# DOCUMENT SECTION
TOPLINE:
The combination of a large language model-based natural language processing (LLM-NLP) approach with standard diagnostic codes identified more cases of eosinophilic esophagitis (EoE) than diagnostic codes alone.
METHODOLOGY:
- Researchers compared three methods for identifying cases of EoE: diagnostic codes alone, a rule-based NLP approach, and an LLM-NLP approach, each evaluated against the manual reference standard, and the NLP approaches were also tested in combination with diagnostic codes.
- They analyzed de-identified Penn Medicine records from 2008 through April 2024, flagged pathology reports mentioning “eosinophil,” and paired them with gastroenterology clinic notes.
- Patients were classified as having EoE if either a prior diagnosis was documented in clinic notes or pathology showed at least 15 eosinophils per high-power field with esophageal dysfunction symptoms; 300 randomly selected patients were split into a development set of 200 patients (including 56 cases of EoE) and a validation set of 100 patients (including 36 cases of EoE).
- The LLM-NLP approach used prompts to extract key symptoms and biopsy findings, such as difficulty swallowing, food getting stuck, reflux, and eosinophil counts, and then determined the presence of EoE either from a prior documented diagnosis or from matching symptoms and biopsy results, while also allowing the model to assign a diagnosis directly from the notes.
- The validated LLM-NLP methods were applied to an additional cohort (n = 580) to simulate real-world data.
TAKEAWAY:
- In the validation cohort, the approach solely based on standard diagnostic codes achieved a precision of 0.97 (95% CI, 0.91-1.00), an accuracy of 0.94 (95% CI, 0.89-1.00), and Cohen kappa of 0.87 (95% CI, 0.76-0.97), yielding an F1 score (ie, the harmonic mean of recall and precision) of 0.91 (95% CI, 0.84-1.00).
- The LLM-derived features and the LLM-assigned diagnosis each had an overall performance score -0.05 (95% CI, -0.13 to 0.04 and -0.16 to 0.05, respectively) lower than diagnostic codes alone, whereas combining the LLM with diagnostic codes produced a small improvement of 0.03 (95% CI, -0.01 to 0.07).

# ACTION ITEM A
In the part of the eosinophilic esophagitis summary that opens with "- Patients were" and closes with "simulate real-world data.", switch "biopsy" to "histology" and write out the result.
# ACTION ITEM B
Continue the eosinophilic esophagitis summary from the point where it stops.
The lines that follow are separate material and are unrelated to the summary on eosinophilic esophagitis.

# DATA SUPPLIED
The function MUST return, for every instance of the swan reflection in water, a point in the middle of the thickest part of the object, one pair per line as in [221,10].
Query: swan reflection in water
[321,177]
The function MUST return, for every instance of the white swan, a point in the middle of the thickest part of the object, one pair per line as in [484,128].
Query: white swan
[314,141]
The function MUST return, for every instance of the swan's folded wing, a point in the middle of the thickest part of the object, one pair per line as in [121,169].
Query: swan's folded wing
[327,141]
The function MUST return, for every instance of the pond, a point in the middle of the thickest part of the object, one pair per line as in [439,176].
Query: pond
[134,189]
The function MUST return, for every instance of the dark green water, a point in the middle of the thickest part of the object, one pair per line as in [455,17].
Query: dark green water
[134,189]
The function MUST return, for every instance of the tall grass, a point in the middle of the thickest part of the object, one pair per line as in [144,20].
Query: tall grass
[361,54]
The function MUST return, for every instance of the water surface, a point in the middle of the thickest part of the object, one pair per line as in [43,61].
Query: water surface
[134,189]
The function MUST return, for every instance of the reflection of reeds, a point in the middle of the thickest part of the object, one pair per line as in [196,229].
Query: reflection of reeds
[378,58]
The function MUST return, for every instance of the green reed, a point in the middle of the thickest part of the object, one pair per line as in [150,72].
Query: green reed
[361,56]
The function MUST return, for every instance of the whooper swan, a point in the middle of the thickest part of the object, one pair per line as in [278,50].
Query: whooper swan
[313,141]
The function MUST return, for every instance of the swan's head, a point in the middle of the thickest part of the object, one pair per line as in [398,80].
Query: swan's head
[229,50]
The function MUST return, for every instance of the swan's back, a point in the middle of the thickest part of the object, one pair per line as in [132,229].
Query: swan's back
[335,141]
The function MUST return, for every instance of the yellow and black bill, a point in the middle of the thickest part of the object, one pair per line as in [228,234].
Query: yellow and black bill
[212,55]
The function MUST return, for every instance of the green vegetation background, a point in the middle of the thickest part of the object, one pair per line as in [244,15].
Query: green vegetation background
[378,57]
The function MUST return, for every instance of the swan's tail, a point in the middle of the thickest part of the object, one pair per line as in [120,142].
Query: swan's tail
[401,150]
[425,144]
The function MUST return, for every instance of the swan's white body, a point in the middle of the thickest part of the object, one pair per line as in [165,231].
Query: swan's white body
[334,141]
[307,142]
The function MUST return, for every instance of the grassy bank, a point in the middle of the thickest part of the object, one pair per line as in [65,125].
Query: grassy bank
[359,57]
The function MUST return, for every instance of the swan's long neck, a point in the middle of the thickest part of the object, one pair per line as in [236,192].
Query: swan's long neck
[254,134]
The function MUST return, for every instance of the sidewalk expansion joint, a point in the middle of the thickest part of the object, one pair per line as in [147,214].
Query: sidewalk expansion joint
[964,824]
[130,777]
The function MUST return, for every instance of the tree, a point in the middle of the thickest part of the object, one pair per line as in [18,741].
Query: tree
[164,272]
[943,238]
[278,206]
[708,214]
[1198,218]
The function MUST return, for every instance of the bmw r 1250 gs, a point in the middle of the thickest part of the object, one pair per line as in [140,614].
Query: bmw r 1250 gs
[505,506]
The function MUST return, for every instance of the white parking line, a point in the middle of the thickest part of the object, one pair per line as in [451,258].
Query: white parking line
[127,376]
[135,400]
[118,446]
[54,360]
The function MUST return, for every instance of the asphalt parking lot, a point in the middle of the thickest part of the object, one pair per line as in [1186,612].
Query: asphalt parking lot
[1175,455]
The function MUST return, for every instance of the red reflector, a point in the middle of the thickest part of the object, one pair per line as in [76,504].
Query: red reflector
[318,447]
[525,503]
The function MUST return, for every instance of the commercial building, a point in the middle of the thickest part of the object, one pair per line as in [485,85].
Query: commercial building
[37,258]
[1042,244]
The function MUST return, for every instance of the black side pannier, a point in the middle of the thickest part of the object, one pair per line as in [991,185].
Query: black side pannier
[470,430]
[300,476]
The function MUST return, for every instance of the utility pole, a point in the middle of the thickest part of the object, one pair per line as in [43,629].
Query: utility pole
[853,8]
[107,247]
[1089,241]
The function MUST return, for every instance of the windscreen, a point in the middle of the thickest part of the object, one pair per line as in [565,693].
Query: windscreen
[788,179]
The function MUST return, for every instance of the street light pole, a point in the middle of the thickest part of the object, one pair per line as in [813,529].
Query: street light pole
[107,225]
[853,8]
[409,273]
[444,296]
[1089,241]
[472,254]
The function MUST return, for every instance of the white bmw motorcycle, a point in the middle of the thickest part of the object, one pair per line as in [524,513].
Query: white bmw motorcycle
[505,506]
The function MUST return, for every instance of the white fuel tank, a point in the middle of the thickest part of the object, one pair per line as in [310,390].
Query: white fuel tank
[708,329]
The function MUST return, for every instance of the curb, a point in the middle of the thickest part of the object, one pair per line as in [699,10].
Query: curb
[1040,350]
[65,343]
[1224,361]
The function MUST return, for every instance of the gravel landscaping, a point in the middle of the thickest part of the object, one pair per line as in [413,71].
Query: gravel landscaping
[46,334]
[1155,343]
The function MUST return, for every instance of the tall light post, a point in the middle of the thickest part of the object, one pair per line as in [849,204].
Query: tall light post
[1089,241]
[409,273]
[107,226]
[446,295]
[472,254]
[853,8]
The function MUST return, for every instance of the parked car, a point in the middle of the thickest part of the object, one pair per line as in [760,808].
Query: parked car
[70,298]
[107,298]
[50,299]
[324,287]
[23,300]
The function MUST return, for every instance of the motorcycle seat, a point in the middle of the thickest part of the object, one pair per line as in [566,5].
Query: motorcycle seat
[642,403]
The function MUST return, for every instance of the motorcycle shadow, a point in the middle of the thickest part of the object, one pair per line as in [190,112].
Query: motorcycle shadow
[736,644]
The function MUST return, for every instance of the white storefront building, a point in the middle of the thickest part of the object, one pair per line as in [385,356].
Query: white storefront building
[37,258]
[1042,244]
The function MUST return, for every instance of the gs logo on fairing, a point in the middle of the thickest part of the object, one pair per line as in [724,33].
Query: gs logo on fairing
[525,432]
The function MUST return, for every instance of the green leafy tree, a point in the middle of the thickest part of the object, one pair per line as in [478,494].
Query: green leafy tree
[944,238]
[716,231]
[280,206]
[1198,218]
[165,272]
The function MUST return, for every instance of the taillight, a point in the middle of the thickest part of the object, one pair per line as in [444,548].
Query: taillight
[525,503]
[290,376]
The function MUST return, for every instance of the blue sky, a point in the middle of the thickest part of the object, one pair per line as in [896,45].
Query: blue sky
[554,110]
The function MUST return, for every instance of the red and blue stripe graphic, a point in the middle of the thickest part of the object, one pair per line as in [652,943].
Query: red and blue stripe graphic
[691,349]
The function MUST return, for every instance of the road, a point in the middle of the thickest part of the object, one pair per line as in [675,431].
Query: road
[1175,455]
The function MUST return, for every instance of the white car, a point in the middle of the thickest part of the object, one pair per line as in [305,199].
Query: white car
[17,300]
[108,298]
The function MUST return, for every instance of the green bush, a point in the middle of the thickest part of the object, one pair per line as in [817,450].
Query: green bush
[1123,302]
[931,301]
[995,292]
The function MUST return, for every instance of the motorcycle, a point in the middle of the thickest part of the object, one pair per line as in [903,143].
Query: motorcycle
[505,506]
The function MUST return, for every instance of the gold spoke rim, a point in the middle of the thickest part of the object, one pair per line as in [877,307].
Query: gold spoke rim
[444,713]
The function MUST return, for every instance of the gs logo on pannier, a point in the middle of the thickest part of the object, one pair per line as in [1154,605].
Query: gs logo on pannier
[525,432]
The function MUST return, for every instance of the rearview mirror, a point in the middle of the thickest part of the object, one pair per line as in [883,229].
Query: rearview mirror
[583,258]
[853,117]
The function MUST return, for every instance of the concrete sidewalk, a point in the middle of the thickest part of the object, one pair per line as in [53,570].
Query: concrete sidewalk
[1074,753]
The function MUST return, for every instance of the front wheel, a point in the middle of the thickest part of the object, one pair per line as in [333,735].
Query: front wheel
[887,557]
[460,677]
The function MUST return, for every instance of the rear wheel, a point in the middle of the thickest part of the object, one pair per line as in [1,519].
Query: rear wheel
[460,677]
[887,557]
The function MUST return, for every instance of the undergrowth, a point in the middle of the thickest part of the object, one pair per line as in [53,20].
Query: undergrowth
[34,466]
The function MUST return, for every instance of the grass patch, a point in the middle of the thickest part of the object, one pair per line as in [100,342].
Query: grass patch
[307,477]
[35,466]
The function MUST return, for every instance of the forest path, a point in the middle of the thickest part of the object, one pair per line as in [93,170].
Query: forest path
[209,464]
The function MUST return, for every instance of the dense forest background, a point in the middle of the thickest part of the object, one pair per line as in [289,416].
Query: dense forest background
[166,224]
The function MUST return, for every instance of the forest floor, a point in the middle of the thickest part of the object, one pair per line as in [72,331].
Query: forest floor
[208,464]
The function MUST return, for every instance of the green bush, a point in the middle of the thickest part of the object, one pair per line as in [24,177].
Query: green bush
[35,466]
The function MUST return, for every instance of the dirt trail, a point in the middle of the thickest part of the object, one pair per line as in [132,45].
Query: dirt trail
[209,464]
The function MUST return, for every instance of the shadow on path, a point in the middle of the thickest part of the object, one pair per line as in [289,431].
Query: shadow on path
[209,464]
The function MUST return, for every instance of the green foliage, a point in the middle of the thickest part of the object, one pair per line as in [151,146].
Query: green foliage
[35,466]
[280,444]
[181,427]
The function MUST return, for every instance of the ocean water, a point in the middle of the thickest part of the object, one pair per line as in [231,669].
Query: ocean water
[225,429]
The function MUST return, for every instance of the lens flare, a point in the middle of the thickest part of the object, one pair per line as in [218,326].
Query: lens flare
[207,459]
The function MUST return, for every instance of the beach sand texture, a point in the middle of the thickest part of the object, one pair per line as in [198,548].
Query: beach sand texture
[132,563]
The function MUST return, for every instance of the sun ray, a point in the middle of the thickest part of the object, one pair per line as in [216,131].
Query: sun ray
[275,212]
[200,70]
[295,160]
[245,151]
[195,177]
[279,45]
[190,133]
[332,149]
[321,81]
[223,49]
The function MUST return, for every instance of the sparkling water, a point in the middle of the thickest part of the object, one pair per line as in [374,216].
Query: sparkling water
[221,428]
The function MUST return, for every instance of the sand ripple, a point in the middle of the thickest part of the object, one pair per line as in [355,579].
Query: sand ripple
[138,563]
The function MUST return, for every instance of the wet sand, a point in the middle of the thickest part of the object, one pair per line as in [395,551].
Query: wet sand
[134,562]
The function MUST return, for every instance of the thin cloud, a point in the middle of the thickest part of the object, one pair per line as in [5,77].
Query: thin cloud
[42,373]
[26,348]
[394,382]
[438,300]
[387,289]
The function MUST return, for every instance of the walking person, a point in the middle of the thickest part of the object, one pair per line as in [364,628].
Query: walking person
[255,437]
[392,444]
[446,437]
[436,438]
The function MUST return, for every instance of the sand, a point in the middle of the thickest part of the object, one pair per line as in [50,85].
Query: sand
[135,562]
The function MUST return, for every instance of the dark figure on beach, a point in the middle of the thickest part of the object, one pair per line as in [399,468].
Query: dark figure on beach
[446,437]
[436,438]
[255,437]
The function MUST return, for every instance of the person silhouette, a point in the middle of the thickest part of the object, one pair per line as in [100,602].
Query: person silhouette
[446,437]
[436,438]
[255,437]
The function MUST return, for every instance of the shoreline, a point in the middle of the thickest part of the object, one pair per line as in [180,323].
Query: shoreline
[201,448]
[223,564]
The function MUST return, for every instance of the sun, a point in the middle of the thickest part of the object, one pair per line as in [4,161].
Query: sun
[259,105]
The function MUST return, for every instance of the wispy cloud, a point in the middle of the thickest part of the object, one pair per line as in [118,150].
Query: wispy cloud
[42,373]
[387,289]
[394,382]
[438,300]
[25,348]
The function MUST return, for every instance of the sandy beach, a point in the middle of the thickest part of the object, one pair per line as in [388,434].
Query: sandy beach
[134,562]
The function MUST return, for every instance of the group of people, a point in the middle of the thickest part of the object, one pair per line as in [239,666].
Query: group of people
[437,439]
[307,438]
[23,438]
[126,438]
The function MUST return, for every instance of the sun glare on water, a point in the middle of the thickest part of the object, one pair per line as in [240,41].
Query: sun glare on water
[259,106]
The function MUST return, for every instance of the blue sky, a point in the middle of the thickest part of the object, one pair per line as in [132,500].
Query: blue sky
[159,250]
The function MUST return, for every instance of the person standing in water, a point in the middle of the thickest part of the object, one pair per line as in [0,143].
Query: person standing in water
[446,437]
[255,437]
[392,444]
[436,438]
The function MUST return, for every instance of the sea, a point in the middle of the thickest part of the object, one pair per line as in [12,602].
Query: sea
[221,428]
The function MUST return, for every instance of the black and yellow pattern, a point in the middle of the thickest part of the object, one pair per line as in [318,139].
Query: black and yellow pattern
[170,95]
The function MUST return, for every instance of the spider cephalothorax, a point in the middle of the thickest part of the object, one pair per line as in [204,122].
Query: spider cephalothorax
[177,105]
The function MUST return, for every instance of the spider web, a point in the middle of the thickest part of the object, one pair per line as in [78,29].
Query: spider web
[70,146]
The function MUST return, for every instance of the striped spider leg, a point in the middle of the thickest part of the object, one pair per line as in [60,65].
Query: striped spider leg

# ANSWER A
- Patients were classified as having EoE if either a prior diagnosis was documented in clinic notes or pathology showed at least 15 eosinophils per high-power field with esophageal dysfunction symptoms; 300 randomly selected patients were split into a development set of 200 patients (including 56 cases of EoE) and a validation set of 100 patients (including 36 cases of EoE).
- The LLM-NLP approach used prompts to extract key symptoms and histology findings, such as difficulty swallowing, food getting stuck, reflux, and eosinophil counts, and then determined the presence of EoE either from a prior documented diagnosis or from matching symptoms and histology results, while also allowing the model to assign a diagnosis directly from the notes.
- The validated LLM-NLP methods were applied to an additional cohort (n = 580) to simulate real-world data.

# ANSWER B
- The combination approach of LLM plus standard diagnostic codes scored 0.11 points higher (an 11% increase) than the rule-based NLP approach.
- In the larger cohort of 580 individuals, the combination approach of LLM plus diagnostic codes identified 203 cases of EoE, more than both the code-only (n = 173; P < .001) and LLM-NLP-only (n = 158; P < .001) approaches; among these 203 patients, 85% already had a diagnostic code, but 15% did not and were missed by codes alone.
IN PRACTICE:
“Combining LLM-NLP with a single diagnostic code offers a scalable and accurate alternative to traditional code-based algorithms while enabling simultaneous extraction of individual diagnostic variables,” the authors of the study concluded.
SOURCE:
The study was led by Corey J. Ketchem, MD, Hospital of the University of Pennsylvania, Philadelphia. It was published online in Gastro Hep Advances.
LIMITATIONS:
The analysis was limited to pre-biopsy clinic notes. The pipeline used an off-the-shelf OpenAI model; alternative models may differ in performance, cost, or explainability. Additionally, the manual reference standard was annotated by a single reviewer, which may have introduced misclassification bias.
DISCLOSURES:
The study was supported by the Consortium of Eosinophilic Gastrointestinal Disease Researchers and other sources; the work was conducted independently of the funders. One author reported serving as a consultant to Sanofi/Regeneron, Takeda, and Lucid.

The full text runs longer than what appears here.